## OPDRACHT
Geef de items weer als CSV met twee kolommen, invoer en uitvoer: begin bij de regel met "Target: yellow rimmed plate" en ga door tot en met het laatste item. Elk item krijgt één rij, met de tekst in invoer en het antwoord in uitvoer, elk als één veld tussen aanhalingstekens waarin regeleinden spaties worden.

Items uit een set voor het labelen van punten

▼

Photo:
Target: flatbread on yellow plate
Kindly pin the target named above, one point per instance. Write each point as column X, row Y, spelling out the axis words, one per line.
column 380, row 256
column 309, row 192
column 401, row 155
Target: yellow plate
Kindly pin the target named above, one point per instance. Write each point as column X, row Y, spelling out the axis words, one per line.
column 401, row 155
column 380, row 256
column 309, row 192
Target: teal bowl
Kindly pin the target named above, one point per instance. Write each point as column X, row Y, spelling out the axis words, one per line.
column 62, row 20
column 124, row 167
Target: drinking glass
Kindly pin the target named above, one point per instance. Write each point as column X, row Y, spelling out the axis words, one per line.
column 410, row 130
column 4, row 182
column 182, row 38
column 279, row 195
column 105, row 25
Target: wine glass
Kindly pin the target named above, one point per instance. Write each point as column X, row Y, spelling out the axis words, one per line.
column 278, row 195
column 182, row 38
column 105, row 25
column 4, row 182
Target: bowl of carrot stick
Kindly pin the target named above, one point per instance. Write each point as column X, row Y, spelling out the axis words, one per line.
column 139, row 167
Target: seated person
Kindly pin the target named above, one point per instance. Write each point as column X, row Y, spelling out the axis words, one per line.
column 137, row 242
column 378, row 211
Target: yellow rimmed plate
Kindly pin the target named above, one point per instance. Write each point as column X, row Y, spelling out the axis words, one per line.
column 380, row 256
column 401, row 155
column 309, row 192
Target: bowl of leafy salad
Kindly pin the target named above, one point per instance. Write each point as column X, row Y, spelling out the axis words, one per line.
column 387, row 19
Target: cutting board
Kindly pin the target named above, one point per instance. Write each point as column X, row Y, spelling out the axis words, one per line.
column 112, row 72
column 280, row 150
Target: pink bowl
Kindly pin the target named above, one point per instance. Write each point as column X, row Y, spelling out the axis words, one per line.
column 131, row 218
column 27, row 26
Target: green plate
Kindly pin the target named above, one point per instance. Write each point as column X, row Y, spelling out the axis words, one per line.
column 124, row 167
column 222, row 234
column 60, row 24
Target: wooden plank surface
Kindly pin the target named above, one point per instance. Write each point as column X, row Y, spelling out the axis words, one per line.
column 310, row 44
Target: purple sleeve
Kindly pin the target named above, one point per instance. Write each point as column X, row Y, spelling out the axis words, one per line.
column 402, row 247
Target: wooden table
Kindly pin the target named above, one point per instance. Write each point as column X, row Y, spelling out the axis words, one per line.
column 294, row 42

▲

## ANTWOORD HIERONDER
invoer,uitvoer
"Target: yellow rimmed plate Kindly pin the target named above, one point per instance. Write each point as column X, row Y, spelling out the axis words, one per line.","column 380, row 256 column 401, row 155 column 309, row 192"
"Target: bowl of leafy salad Kindly pin the target named above, one point per instance. Write each point as column X, row Y, spelling out the axis words, one per line.","column 387, row 19"
"Target: cutting board Kindly pin the target named above, one point per instance. Write each point as column X, row Y, spelling out the axis words, one per line.","column 112, row 72 column 280, row 150"
"Target: pink bowl Kindly pin the target named above, one point per instance. Write each point as column X, row Y, spelling out the axis words, one per line.","column 131, row 218 column 27, row 26"
"Target: green plate Kindly pin the target named above, one point per instance. Write each point as column X, row Y, spelling out the axis words, one per line.","column 124, row 167 column 222, row 234 column 60, row 24"
"Target: wooden plank surface Kindly pin the target named above, one point per instance. Write each point as column X, row Y, spelling out the axis words, one per line.","column 310, row 44"
"Target: purple sleeve Kindly pin the target named above, one point per instance. Write each point as column X, row Y, spelling out the axis words, one per line.","column 402, row 247"
"Target: wooden table Kindly pin the target named above, one point per instance. Write each point as column X, row Y, spelling out the axis words, one per line.","column 294, row 42"